[Named-object pointing records]
"""

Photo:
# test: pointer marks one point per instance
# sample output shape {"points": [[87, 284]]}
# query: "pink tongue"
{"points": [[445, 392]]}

"""

> WHAT THE TASK REQUIRES
Rewrite the data above, substituting "red tongue" for "pink tongue" and leaving everything else as it is.

> REPLY
Photo:
# test: pointer marks one point per instance
# sample output shape {"points": [[87, 284]]}
# query: "red tongue"
{"points": [[445, 392]]}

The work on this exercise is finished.